## TASK ITEM
Word for word, retype the records below.
═════ RECORDED INFORMATION ═════
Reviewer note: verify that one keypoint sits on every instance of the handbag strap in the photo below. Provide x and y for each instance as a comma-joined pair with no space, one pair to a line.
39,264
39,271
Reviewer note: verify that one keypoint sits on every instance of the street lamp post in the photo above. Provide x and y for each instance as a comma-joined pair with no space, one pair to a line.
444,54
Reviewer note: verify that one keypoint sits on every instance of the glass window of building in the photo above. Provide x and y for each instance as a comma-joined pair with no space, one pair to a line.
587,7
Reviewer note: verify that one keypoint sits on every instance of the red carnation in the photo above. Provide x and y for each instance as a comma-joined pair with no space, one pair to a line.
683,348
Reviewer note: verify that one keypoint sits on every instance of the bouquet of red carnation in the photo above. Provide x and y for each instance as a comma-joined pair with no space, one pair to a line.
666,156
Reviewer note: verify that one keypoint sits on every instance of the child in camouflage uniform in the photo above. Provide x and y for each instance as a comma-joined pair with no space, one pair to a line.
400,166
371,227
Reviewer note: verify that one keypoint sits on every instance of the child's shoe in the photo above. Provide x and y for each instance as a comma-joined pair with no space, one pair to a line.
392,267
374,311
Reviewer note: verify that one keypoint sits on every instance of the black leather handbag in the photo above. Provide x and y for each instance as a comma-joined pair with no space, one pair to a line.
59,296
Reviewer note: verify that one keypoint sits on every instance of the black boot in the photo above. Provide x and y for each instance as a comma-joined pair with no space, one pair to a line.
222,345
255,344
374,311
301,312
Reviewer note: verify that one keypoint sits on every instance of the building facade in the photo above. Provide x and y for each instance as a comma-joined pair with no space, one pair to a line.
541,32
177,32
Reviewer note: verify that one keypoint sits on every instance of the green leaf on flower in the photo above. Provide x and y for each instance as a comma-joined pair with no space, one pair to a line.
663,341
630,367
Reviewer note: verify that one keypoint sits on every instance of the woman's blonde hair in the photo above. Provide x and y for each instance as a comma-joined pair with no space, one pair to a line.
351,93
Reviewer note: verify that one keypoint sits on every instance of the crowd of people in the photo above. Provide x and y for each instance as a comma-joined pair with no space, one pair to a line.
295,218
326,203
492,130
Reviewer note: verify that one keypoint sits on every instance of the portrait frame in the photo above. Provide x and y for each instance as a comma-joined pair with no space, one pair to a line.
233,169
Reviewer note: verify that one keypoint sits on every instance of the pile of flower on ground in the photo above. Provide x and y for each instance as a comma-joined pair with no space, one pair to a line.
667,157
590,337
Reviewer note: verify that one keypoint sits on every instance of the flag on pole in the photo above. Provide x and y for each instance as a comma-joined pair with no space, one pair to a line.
═════
## RESPONSE
Reviewer note: verify that one keypoint sits on every instance of the handbag strap in the photo below. Provide x and y for each instance as a comma-joined pair with no space, one pair to a line.
39,264
39,271
Reviewer note: verify that one keypoint sits on every instance of the street lamp post in the photo above. Provide x and y for each instance as a comma-joined pair with no space, one pair to a line.
444,54
Reviewer note: verify that one keypoint sits on every instance of the glass window of building in the photo above. Provide x and y for each instance as a comma-joined pair with no space, one pair to a line.
587,7
Reviewer note: verify that one keypoint sits on every instance of the red carnation in the photo above. Provide x and y for each instance as a comma-joined pair with no space, one pair to a line.
683,348
Reviewer note: verify that one keypoint sits on every instance of the bouquet of red carnation in the photo above. Provide x and y for each instance as a comma-joined pair with no space, one pair to a line.
666,156
Reviewer note: verify that one keypoint sits on every instance of the child in camouflage uniform in the photo above. Provide x and y for each instance as a comma-joined pair with no space, one pair to a line.
400,166
371,227
Reviewer note: verify that one keypoint sits on every instance of the child's shoe in the photo above. Provide x and y for each instance as a comma-joined pair with no space, one pair to a line.
392,267
374,311
Reviewer note: verify that one keypoint sits on every instance of the black leather handbag in the photo above. Provide x and y for each instance as a comma-joined pair with no space, one pair to a line.
59,296
Reviewer note: verify that one keypoint sits on every instance of the black boot in the photo above. Provide x and y for each instance as a comma-joined pair with no space, one pair to a line.
222,345
255,344
374,311
301,312
Reviewer note: verify that one keypoint sits on every instance of the building facade in the photo above. Provide x and y for each instance as a comma-joined pair with no space, one pair to a line.
541,32
177,32
Reviewer note: verify that one keypoint sits on every instance of the green leaf on flower in the photo above. Provide x and y for each instance as a comma-joined pair with no space, one pair to a line.
663,341
630,367
Reviewer note: verify that one keypoint sits on every instance of the woman's blonde hair in the photo above. Provide x and y for each instance as a comma-joined pair with no space, one pair to a line.
351,93
Reviewer note: verify that one keypoint sits on every instance of the crowd of people in the photo above. Provide x and y for each instance as a comma-joined pair with no space, one pair to a line.
295,218
326,203
492,130
Reviewer note: verify that one keypoint sits on every instance of the portrait frame in the photo above. Provide x and y for each instance as a comma-joined pair with no space, one pair to a line.
233,169
Reviewer note: verify that one keypoint sits on every instance of the pile of flower on ground in the photo above. Provide x and y for each instance as a comma-joined pair with no space, one pair to a line.
667,157
590,337
Reviewer note: verify that one keypoint sits on every instance of the flag on pole in the photo above. Provide x and y for each instance as a comma-joined pair with no space, one pair to a line.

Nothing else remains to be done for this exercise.